Point annotation records:
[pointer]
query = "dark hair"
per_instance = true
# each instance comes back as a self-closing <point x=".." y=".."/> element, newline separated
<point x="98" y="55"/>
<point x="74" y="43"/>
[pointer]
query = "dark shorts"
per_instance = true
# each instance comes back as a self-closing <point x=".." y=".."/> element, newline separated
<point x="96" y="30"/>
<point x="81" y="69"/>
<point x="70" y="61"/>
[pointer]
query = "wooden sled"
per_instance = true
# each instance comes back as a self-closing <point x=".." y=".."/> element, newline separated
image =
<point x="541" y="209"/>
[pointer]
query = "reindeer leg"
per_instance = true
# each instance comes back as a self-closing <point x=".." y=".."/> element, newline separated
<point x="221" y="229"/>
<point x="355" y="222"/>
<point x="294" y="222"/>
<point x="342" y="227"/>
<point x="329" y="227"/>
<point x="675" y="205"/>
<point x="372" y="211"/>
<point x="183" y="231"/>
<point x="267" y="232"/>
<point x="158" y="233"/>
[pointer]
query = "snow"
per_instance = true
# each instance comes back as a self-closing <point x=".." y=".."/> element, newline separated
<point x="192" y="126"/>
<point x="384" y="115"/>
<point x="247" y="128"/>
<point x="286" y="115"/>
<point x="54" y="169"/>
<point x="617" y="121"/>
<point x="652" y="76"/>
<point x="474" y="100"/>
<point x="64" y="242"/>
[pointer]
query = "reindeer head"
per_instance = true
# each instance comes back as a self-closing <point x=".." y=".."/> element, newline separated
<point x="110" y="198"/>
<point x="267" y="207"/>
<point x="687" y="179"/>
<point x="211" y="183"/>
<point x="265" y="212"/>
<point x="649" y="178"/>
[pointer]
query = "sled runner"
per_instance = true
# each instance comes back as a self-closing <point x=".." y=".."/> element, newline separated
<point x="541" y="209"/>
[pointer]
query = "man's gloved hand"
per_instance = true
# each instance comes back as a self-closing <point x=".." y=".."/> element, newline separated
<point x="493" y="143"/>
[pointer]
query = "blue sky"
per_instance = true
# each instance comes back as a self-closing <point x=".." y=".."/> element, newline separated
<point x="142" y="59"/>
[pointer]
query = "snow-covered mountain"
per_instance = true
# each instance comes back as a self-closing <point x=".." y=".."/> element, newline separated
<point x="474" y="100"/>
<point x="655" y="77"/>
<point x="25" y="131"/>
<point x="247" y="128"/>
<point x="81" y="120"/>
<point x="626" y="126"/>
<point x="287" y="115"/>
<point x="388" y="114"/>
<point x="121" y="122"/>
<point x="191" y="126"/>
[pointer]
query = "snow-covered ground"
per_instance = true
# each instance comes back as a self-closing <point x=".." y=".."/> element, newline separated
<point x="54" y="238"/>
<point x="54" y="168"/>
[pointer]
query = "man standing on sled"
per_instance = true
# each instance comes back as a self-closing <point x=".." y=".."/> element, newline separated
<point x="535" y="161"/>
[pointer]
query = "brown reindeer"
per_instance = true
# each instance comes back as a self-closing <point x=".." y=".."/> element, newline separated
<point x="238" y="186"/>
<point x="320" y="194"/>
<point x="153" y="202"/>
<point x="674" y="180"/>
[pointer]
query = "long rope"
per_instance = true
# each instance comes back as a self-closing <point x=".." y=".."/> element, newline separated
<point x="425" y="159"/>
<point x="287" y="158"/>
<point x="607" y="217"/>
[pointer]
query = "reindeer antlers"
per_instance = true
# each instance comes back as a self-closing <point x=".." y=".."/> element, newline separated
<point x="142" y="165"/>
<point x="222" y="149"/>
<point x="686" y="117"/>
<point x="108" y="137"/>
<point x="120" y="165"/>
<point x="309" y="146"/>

**What to work on:**
List every line of the records above that contains the string "sled". Case counts.

**Reply:**
query = "wooden sled"
query = "sled runner"
query = "man standing on sled"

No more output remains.